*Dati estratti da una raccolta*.
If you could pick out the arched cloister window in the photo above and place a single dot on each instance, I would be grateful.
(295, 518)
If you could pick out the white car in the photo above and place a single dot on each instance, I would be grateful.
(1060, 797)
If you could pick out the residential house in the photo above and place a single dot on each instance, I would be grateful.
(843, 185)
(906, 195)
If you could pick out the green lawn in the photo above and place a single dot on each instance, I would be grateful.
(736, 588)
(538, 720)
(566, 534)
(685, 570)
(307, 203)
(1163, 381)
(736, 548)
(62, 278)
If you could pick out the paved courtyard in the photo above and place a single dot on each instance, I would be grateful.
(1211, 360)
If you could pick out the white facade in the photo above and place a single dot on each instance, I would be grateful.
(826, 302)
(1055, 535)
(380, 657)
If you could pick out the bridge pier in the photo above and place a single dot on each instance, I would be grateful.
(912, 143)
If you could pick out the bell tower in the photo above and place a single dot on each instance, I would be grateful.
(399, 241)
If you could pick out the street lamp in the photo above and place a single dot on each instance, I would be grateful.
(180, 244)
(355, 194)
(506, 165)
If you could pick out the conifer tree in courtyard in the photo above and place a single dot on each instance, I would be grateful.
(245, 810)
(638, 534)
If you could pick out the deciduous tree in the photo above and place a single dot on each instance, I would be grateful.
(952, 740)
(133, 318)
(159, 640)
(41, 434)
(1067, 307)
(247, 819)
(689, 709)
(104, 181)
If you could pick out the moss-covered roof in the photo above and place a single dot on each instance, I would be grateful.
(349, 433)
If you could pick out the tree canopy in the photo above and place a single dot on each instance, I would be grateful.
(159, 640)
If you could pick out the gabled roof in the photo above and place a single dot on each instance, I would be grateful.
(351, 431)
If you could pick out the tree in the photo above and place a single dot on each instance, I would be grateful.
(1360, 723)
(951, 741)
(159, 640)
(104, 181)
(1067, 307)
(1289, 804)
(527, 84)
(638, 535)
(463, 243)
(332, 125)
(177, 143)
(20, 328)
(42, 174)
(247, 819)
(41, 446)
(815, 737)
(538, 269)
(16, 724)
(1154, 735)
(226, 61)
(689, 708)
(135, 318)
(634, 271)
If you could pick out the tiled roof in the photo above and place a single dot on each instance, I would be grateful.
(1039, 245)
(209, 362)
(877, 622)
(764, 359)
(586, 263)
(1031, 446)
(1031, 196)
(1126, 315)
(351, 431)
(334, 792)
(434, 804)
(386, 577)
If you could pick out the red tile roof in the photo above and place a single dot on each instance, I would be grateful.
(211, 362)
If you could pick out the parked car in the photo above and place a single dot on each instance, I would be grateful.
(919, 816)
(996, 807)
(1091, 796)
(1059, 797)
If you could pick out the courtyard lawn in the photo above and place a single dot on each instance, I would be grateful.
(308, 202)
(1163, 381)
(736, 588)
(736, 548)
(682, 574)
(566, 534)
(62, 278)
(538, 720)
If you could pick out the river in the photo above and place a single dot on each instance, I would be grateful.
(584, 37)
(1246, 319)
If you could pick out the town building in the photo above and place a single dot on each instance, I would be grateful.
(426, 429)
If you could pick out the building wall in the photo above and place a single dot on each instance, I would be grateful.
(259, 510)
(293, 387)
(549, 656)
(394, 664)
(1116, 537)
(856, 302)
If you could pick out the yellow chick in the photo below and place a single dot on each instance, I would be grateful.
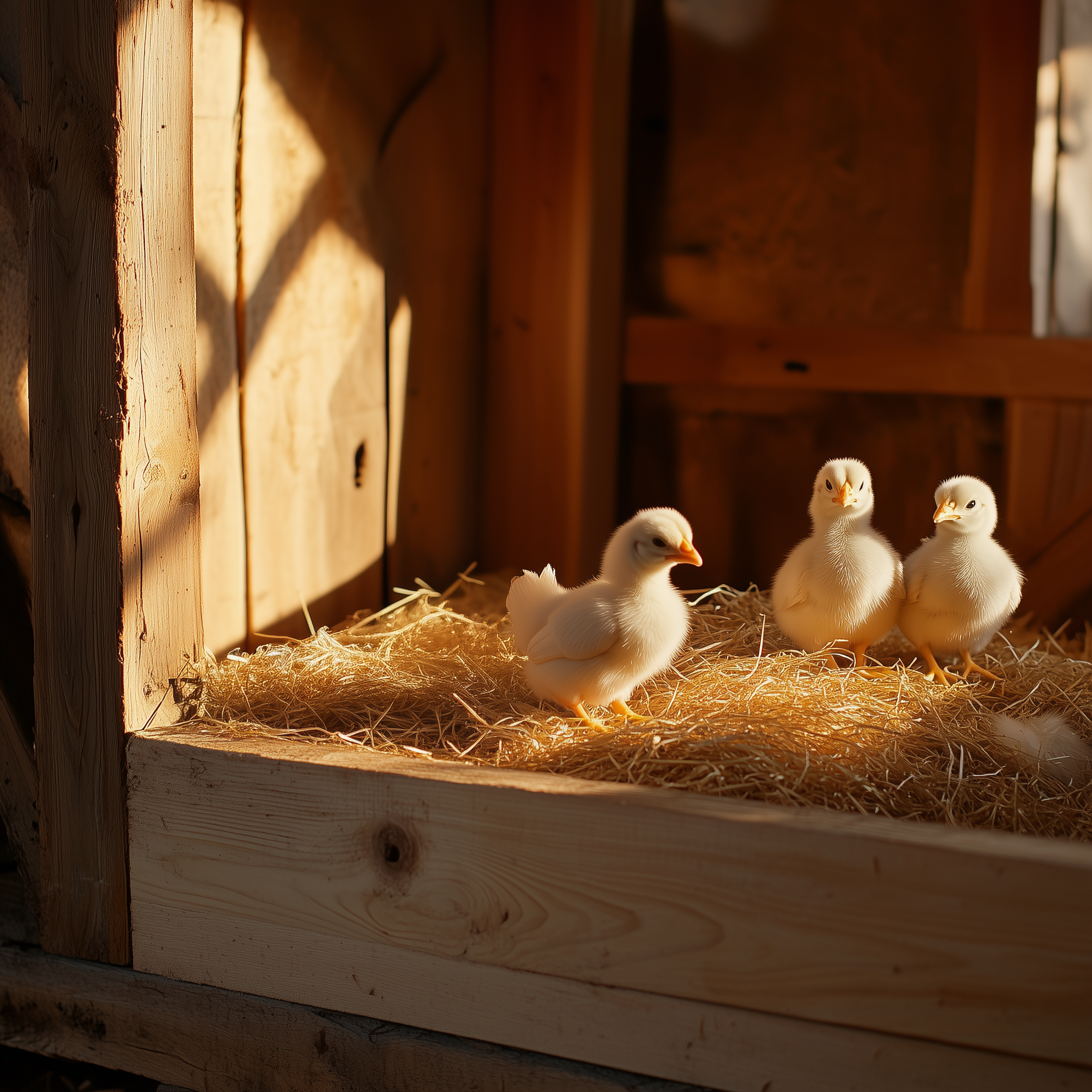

*Consegna*.
Restituisci tutte le righe delle voci qui sopra che contengono la parola "building", distinguendo tra maiuscole e minuscole.

*Esercizio svolto*.
If you could pick out the town building in the photo above and place a single dot on each instance, I would be grateful.
If you could pick out the building wall in the photo above and place a single dot on each instance, I would be grateful.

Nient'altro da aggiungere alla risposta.